*Text*.

Roderick David White AM RFD


"My service in Vietnam was preceded by five years in what we now call the Army Reserve, the old Citizen Military Forces (CMF)".

I enlisted at the former North Sydney Drill Hall in 1964. Many of those in command were wearing ribbon bars from service in WW2, the Korean War, Malayan Emergency… people who had only some years earlier seen operational service and of course many others. I was influenced by all of them, some in particular.

So when I volunteered for National Service in 1969 I went into the regular army having served in the 17th Battalion, the old North Sydney Regiment, as a substantive corporal, and I’d had five years pretty busy Army Reserve service.

I was able to immerse myself more quickly into full-time military service than some of my peer group. But at the end of the day the Army shapes you up pretty quickly.

*Extracted records*.
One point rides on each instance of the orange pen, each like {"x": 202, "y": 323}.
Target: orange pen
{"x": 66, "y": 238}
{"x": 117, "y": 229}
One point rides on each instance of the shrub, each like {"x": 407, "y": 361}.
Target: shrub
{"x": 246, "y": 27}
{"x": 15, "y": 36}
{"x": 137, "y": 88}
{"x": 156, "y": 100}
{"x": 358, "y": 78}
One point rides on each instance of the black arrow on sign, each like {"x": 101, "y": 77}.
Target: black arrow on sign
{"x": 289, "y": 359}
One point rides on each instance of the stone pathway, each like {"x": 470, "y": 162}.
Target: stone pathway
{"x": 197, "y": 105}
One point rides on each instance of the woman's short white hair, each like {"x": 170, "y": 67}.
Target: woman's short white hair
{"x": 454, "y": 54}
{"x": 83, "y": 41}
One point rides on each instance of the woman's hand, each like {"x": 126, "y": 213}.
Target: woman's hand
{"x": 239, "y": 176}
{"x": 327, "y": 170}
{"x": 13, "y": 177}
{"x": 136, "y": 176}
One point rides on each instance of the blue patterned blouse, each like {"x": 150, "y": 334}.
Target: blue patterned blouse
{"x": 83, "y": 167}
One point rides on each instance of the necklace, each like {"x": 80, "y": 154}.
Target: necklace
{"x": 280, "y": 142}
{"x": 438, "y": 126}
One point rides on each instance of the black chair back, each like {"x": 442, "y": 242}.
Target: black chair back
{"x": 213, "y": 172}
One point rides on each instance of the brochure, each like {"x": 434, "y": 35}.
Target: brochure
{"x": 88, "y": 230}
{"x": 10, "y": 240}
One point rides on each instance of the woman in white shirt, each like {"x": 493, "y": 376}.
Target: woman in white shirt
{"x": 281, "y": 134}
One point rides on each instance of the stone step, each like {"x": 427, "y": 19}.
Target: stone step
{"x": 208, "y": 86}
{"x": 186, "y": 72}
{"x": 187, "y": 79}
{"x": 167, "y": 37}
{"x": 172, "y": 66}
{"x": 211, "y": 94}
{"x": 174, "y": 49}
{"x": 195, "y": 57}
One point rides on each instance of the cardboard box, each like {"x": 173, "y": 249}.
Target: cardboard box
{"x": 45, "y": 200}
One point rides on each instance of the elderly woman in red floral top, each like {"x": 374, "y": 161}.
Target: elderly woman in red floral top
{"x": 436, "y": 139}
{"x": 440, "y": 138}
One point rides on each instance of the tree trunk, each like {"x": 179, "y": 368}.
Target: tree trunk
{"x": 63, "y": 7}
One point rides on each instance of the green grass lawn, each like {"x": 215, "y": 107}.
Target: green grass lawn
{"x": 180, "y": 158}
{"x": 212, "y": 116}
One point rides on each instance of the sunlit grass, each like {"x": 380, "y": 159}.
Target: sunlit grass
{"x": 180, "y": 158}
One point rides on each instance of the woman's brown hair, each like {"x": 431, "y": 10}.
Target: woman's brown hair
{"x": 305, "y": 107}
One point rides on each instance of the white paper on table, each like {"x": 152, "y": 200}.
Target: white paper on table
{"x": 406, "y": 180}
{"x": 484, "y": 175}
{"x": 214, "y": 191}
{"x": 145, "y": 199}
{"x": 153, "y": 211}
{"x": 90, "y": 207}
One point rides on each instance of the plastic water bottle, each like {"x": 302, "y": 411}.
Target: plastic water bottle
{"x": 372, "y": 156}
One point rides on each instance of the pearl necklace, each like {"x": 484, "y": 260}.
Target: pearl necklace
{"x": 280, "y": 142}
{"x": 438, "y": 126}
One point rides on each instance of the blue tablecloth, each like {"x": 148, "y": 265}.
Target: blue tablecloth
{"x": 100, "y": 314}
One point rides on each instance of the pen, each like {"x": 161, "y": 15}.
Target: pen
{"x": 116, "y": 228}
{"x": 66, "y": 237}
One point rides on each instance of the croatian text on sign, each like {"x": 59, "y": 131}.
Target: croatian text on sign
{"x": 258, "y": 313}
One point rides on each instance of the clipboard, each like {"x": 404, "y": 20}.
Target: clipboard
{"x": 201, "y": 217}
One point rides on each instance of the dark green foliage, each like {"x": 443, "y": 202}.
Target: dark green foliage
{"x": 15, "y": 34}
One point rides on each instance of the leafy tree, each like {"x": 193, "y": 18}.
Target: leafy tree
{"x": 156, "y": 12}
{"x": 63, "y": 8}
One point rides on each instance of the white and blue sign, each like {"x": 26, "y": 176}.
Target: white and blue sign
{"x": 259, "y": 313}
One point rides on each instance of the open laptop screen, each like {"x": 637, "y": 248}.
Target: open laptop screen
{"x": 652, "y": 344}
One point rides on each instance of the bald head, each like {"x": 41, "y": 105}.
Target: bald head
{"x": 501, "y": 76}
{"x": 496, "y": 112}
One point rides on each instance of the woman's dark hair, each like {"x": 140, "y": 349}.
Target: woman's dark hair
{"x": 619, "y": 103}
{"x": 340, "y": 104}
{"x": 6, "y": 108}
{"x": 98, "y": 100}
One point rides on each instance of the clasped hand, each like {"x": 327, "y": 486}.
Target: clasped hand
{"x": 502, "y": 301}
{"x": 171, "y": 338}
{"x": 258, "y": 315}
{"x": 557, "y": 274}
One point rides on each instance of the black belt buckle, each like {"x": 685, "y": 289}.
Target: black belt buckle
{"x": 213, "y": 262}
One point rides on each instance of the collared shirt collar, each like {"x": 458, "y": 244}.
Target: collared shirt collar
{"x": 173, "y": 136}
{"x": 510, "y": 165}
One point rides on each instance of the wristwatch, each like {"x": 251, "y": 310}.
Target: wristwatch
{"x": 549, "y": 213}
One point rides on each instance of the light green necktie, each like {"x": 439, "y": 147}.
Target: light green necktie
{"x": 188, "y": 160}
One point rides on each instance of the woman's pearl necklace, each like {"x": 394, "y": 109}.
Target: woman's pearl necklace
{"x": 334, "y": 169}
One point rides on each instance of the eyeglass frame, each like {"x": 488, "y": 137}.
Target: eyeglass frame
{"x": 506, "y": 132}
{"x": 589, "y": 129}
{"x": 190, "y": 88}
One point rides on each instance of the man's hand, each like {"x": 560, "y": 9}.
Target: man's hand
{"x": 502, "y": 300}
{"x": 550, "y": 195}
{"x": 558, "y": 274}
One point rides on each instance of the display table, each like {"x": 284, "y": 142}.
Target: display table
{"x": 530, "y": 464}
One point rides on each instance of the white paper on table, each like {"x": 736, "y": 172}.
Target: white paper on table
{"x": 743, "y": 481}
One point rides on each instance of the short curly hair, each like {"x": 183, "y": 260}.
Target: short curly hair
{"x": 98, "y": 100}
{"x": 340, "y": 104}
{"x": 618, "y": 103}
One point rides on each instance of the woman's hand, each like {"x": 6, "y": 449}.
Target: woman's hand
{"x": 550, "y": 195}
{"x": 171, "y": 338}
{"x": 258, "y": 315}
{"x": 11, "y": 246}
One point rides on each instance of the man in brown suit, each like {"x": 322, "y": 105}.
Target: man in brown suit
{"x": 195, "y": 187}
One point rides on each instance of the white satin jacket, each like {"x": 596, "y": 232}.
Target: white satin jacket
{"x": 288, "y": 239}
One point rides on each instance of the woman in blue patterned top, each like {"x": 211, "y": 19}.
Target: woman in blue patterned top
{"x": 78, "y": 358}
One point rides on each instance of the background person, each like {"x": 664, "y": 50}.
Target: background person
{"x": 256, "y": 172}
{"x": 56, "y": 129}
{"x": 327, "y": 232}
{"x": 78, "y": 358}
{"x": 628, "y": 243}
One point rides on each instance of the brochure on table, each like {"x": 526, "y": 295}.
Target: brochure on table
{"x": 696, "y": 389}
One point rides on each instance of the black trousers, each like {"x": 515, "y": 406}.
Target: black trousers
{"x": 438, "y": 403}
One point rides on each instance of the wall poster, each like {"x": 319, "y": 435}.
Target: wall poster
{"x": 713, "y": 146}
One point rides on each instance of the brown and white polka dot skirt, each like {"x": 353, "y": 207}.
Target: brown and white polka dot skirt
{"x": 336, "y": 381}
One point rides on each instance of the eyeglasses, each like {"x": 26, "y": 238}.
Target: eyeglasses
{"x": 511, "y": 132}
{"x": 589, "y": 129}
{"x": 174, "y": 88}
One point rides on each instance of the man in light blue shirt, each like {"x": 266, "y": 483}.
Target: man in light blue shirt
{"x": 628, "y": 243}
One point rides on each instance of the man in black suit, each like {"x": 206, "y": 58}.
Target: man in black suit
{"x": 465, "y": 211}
==
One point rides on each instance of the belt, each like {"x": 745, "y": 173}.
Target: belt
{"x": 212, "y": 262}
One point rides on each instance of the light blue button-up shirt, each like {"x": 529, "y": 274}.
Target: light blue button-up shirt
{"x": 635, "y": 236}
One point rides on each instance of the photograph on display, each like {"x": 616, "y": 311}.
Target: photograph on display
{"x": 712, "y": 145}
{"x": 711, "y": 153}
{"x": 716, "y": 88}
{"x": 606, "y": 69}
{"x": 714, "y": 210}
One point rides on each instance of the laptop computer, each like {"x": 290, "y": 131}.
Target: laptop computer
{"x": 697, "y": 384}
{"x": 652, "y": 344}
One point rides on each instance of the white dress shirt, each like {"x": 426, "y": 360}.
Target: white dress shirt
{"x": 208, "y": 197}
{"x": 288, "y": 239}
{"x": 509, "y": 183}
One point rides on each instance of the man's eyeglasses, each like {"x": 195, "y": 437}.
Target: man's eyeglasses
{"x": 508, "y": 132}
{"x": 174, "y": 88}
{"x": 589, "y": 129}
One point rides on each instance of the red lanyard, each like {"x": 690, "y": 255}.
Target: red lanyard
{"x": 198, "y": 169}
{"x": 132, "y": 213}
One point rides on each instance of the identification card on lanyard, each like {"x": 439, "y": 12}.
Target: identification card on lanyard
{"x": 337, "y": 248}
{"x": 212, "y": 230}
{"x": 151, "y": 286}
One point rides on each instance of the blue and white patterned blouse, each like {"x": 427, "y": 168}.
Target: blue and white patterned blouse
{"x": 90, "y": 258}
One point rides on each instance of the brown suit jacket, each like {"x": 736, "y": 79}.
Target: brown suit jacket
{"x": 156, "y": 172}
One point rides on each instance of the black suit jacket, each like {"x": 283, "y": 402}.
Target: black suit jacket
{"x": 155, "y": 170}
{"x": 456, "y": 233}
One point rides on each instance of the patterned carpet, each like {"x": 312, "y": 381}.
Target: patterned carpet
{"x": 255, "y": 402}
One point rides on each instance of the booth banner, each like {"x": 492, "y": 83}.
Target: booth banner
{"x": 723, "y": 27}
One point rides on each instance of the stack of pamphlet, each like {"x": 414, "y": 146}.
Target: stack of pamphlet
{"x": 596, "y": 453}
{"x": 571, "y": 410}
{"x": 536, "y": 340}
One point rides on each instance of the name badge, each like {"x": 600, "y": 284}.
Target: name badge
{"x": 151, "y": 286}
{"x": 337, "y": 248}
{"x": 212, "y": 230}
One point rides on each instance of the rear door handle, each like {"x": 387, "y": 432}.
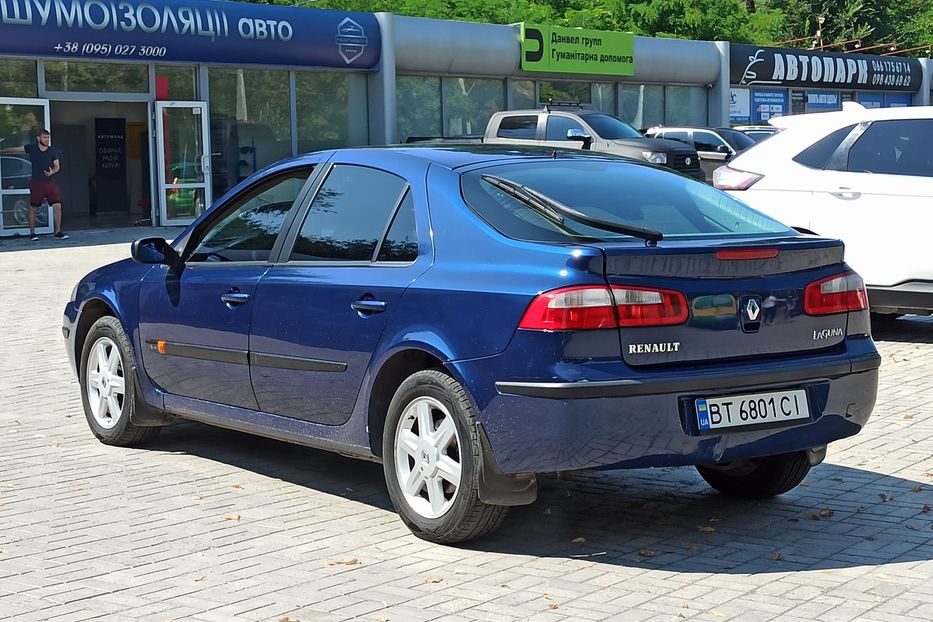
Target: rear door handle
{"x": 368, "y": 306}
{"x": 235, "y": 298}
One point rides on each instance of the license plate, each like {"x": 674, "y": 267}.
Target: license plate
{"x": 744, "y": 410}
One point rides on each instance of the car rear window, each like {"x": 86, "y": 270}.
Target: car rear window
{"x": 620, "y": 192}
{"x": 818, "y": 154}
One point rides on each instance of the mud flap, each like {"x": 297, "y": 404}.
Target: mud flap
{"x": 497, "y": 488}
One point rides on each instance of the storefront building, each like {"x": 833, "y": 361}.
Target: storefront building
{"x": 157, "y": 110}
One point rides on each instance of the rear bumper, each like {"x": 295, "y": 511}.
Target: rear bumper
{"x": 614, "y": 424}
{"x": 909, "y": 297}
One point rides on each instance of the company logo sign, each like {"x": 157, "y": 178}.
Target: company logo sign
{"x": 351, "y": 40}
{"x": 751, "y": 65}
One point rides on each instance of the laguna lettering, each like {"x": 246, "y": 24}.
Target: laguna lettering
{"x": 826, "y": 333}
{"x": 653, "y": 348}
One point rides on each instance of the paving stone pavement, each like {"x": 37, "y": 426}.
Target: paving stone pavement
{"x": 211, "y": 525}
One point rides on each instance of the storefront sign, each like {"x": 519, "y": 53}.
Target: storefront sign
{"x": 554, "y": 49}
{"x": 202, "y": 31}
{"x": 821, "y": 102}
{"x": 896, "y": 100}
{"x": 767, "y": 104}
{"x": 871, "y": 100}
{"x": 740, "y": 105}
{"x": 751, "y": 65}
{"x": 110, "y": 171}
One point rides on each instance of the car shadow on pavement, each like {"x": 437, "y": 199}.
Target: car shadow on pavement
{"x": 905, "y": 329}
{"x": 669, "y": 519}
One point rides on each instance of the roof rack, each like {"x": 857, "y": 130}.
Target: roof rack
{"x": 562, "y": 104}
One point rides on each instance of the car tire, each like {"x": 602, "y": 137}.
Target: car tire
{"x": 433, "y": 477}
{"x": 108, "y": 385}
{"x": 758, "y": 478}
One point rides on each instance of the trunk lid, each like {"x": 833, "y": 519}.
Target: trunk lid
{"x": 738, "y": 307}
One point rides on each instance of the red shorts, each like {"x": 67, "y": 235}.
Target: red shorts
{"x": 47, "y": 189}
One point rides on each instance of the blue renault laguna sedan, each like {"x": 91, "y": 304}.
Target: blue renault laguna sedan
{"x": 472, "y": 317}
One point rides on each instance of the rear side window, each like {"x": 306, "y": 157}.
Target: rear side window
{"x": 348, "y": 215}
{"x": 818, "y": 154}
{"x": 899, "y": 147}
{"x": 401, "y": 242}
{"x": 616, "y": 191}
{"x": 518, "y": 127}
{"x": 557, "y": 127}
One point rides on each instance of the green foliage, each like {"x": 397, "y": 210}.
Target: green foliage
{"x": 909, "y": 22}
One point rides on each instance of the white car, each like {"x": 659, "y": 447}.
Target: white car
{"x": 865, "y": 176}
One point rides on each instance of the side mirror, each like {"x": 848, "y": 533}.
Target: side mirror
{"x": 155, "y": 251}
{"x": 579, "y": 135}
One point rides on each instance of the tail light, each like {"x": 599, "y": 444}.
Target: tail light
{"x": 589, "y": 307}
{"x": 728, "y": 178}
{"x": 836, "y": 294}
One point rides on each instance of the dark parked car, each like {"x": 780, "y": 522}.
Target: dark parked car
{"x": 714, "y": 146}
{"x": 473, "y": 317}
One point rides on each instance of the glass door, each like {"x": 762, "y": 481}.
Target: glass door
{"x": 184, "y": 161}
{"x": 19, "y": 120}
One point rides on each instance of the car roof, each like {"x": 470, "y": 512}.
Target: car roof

*Tasks and exercises*.
a – In the account of Roderick White's army service, edit the passage starting with "So when I volunteered" and going on through "Army Reserve service.", putting "permanent army" in place of "regular army".
b – According to the account of Roderick White's army service, in what year did he enlist at the former North Sydney Drill Hall?

*Expected results*.
a –
So when I volunteered for National Service in 1969 I went into the permanent army having served in the 17th Battalion, the old North Sydney Regiment, as a substantive corporal, and I’d had five years pretty busy Army Reserve service.

b – 1964